# What you have to do
Set down, word for word, the stretch of lines from the one containing "for every instance of the stairway" to the end of the records below.

# Record list
■ ■ ■ ■
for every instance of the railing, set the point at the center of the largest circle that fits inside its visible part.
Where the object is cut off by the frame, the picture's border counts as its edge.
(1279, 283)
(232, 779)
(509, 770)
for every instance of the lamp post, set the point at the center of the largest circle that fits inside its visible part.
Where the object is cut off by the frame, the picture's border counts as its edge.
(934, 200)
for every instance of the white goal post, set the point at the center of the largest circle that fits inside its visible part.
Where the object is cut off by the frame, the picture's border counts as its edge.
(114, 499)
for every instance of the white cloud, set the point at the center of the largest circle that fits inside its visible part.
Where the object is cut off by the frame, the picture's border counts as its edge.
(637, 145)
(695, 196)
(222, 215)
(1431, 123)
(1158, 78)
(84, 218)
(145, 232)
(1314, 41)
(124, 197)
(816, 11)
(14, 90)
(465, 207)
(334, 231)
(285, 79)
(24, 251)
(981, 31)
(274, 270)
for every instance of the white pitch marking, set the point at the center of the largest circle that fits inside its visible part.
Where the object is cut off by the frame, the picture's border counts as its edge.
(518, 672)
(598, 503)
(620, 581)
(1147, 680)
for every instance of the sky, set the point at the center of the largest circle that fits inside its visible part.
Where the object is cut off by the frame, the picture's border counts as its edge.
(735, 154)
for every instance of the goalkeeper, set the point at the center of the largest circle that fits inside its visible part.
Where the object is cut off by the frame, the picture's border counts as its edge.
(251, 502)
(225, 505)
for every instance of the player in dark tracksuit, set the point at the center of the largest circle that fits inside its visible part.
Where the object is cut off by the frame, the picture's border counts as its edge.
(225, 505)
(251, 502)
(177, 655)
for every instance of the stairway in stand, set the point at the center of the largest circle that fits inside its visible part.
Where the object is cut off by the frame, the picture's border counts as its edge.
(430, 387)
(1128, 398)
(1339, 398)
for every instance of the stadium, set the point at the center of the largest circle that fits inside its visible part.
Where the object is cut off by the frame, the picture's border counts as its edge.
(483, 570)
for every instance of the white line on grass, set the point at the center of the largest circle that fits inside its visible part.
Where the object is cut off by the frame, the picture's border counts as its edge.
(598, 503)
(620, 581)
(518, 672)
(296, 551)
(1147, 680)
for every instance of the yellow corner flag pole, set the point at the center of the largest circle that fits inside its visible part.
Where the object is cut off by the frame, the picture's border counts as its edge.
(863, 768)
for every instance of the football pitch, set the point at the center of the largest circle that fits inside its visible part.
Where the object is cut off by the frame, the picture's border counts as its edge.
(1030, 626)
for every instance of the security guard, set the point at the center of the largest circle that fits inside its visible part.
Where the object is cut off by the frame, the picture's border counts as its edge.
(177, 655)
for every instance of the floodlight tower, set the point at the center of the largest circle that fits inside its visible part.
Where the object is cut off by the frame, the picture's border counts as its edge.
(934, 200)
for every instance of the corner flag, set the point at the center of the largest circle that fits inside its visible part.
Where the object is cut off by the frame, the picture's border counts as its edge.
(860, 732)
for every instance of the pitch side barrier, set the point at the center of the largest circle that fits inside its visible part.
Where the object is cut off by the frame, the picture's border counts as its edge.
■ ■ ■ ■
# Result
for every instance of the stairway in stand, set the point at the center of the largest circle that fits inside its visible part.
Where the object is cut off by the frame, the picture's border counts as its edge.
(430, 387)
(1128, 398)
(1339, 398)
for every instance of the stadium, set the point at the center of the largest circle that fits inside its visible part.
Where the object is cut off by the frame, the picture's border counts as its edge.
(483, 570)
for every instance of the white line on grass, set the point at the center of the largest circle that fits inside its visible part.
Where the object is cut off by the frame, the picture's border counts as its edge.
(598, 503)
(620, 581)
(518, 672)
(296, 551)
(1147, 680)
for every instance of the yellow corner flag pole, set the point at the center of the largest circle that fits inside its visible part.
Where the object is cut off by the frame, the picture's border counts as its edge.
(863, 768)
for every instance of the football pitch, set the point at the center of the largest circle that fits inside its visible part.
Where the object is cut off by the frame, the picture's border counts as its edge.
(1030, 626)
for every instance of the security guard, set the point at the center of the largest circle that fits inside its visible part.
Where the object is cut off by the frame, the picture's border counts as its edge.
(177, 655)
for every instance of the floodlight tower, set the point at the center of the largest circle that fits inside its visible part.
Where the object is cut off by the frame, the picture's border counts as its edge.
(934, 200)
for every instance of the corner flag, set the point at the center of the largest circle that fits inside its visible part.
Where the object is cut off by the frame, the picture's border counts as its edge.
(860, 732)
for every instance of the pitch side barrier, set the point at the center of the largest circle that fits inside its visible part.
Where the object is cut off by the frame, the picture's border counts as its edge.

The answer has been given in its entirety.